[start Recorded data]

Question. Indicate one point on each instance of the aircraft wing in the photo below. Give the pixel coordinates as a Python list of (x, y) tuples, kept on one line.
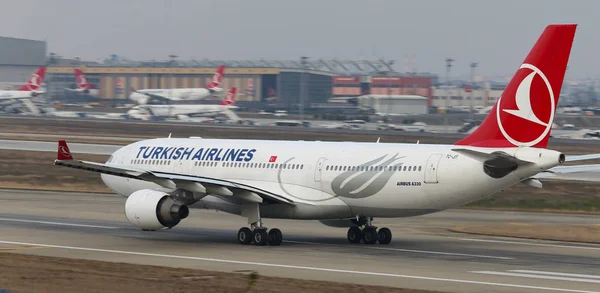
[(170, 180)]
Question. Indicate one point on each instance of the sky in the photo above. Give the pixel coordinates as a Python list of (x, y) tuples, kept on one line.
[(495, 34)]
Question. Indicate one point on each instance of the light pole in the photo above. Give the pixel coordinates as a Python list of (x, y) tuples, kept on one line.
[(473, 65), (302, 85), (448, 66), (390, 98), (172, 64)]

[end Recorded data]

Exercise prompt
Switch every "Indicate" in the listing to "Mark" and write the listing out again with nothing else changed. Leave the pictures out.

Result of the exercise
Question. Mark one point on each instance of the aircraft wing in the photo below. Give the pixel coordinates as a Python list of (x, y) tuples, kept on one line.
[(170, 180)]
Question. Mark one point on each instance of the sky in the photo above. Give the pixel coordinates as a Python list of (x, y) tuples, kept on one line.
[(495, 34)]
Question. Mark one point on each instance of the light pole in the photo above. Give the pixel coordinates as a Python list of (x, y) tuples, kept on one line.
[(473, 65), (302, 85), (448, 66), (390, 98), (172, 64)]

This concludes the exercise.